**Written exercise**
Please output the lines shown below exactly as they appear.

**Supplied material**
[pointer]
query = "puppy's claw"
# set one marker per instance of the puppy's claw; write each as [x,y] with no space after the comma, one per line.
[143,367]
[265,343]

**Result below**
[pointer]
query = "puppy's claw"
# set one marker per instance of the puppy's claw; write each as [x,y] with no space after the comma, one per line.
[143,367]
[265,343]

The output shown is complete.